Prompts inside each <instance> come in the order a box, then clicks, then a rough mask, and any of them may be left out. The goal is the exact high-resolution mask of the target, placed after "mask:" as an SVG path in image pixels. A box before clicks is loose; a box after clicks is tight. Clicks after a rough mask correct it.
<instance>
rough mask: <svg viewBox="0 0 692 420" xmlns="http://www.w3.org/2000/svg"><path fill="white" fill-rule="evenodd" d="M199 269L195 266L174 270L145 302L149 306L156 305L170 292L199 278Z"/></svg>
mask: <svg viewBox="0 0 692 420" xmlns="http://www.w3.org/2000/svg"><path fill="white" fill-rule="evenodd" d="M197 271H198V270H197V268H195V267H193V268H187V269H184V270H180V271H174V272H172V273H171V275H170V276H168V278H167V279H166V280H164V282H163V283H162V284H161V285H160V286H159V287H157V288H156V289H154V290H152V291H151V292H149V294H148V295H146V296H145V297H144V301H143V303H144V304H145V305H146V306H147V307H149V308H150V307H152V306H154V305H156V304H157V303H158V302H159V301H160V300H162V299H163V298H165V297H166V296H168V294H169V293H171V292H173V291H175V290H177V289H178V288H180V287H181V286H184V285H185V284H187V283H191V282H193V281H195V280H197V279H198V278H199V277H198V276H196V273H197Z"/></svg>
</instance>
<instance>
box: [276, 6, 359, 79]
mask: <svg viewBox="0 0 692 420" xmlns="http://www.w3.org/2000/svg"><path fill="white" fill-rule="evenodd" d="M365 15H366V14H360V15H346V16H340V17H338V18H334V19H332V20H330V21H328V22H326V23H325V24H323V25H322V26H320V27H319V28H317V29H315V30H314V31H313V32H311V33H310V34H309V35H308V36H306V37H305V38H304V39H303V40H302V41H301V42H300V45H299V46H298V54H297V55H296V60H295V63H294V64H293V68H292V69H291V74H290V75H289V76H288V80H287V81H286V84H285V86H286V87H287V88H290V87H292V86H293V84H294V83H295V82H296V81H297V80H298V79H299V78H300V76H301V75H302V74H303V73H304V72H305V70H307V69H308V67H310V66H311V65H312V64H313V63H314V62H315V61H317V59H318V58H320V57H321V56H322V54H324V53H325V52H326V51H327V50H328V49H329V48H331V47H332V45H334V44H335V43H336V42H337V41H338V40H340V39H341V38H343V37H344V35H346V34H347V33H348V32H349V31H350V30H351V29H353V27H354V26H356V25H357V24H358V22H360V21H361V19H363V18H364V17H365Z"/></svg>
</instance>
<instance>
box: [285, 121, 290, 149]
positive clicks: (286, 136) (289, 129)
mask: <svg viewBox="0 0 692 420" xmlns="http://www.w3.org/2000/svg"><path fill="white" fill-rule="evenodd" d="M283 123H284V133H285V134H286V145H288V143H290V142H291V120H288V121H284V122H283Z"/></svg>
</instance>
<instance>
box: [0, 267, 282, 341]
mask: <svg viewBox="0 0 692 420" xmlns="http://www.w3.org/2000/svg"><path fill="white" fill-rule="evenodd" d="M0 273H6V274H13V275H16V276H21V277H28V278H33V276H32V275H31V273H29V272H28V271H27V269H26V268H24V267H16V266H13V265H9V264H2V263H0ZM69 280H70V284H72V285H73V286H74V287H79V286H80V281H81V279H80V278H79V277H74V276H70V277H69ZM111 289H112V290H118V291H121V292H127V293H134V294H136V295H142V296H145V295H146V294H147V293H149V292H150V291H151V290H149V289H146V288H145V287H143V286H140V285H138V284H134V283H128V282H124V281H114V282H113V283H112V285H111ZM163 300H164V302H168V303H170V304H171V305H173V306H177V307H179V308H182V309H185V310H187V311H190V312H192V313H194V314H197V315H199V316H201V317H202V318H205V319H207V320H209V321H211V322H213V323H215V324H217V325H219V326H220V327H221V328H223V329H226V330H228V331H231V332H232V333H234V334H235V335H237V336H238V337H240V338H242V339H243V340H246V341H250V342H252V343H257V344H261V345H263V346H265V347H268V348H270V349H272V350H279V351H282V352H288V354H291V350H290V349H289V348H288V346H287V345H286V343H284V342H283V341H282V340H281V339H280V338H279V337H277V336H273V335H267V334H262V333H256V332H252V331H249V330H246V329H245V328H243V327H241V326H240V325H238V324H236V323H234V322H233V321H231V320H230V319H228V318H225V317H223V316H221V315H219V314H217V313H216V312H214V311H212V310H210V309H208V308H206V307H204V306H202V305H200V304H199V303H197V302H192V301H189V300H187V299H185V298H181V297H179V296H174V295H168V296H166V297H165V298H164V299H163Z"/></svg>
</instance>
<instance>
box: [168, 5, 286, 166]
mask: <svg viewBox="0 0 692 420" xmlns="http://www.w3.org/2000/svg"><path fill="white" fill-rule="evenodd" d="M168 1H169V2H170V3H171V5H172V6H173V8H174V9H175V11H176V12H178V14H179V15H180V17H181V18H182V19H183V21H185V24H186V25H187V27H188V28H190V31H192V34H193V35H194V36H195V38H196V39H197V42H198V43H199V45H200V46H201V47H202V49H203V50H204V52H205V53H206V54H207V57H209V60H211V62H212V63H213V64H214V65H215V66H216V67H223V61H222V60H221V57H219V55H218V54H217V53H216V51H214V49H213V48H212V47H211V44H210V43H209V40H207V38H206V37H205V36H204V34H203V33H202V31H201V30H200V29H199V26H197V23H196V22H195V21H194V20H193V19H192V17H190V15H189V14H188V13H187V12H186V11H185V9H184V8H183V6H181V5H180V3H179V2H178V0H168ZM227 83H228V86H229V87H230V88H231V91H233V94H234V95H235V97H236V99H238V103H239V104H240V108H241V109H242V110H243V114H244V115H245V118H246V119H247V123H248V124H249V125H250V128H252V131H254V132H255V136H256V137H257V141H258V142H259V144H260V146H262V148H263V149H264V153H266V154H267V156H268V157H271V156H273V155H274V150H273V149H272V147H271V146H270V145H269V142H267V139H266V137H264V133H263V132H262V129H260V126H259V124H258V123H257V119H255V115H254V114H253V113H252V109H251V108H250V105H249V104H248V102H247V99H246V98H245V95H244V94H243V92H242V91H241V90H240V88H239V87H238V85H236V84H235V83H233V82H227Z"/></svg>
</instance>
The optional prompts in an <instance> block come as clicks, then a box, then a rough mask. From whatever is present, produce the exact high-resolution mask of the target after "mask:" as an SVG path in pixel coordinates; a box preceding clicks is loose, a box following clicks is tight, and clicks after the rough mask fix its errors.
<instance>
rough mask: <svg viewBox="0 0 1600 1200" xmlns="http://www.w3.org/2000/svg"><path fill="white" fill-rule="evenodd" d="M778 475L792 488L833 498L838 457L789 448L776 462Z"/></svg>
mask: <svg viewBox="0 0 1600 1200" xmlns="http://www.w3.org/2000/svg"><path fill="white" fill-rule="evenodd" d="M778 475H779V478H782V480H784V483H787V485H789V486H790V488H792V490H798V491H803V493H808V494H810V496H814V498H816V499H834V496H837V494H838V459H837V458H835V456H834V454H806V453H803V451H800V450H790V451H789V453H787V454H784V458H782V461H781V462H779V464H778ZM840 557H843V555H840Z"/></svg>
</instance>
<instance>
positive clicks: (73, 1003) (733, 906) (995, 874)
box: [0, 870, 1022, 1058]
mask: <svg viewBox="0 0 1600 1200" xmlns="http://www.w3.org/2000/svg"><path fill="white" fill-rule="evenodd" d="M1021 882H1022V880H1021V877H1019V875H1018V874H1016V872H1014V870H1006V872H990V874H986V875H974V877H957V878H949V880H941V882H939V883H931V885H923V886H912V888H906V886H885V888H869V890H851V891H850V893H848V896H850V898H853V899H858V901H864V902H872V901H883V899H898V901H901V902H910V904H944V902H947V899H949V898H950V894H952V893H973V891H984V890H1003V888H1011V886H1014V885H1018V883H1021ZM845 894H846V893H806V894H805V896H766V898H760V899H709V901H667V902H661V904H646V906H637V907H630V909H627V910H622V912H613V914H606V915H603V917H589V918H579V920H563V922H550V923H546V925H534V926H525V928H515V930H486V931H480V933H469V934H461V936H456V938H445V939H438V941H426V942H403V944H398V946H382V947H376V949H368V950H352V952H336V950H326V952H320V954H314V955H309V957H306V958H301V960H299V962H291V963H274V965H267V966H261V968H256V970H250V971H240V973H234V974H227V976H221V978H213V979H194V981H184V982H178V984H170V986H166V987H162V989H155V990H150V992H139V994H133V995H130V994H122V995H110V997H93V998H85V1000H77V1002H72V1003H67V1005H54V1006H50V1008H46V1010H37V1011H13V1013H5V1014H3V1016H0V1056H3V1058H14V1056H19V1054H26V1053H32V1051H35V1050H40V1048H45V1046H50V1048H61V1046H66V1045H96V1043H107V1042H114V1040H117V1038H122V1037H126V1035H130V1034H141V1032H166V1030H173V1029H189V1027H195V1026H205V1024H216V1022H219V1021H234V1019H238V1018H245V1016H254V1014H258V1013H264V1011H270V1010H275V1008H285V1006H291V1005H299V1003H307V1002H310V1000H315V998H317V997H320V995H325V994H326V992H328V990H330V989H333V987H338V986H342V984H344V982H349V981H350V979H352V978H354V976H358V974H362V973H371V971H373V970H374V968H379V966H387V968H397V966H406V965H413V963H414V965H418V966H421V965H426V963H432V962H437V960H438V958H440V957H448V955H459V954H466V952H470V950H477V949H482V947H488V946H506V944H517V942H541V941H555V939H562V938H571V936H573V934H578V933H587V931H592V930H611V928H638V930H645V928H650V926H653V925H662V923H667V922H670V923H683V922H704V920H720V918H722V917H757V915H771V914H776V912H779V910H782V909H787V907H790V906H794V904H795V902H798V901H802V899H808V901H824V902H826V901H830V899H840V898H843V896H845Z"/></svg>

____________

How to complete this task -
If a line of the data holds the string "high", list it.

Finished task -
Prompts inside each <instance> come in the order a box, then clicks, then a rough mask, and any of them may be left out. The goal is the exact high-resolution mask of the target, placed after "mask:" as an SVG path in image pixels. A box before clicks is loose; a box after clicks is tight. Clicks after a rough mask correct it.
The optional prompts in an <instance> block come as clicks, then a box, then a rough mask. From whatever is present, produce the exact high-resolution mask of the target after "mask:" as an SVG path in pixel coordinates; a box preceding clicks is loose, a box following clicks is tight, and clicks after the rough mask fix its errors.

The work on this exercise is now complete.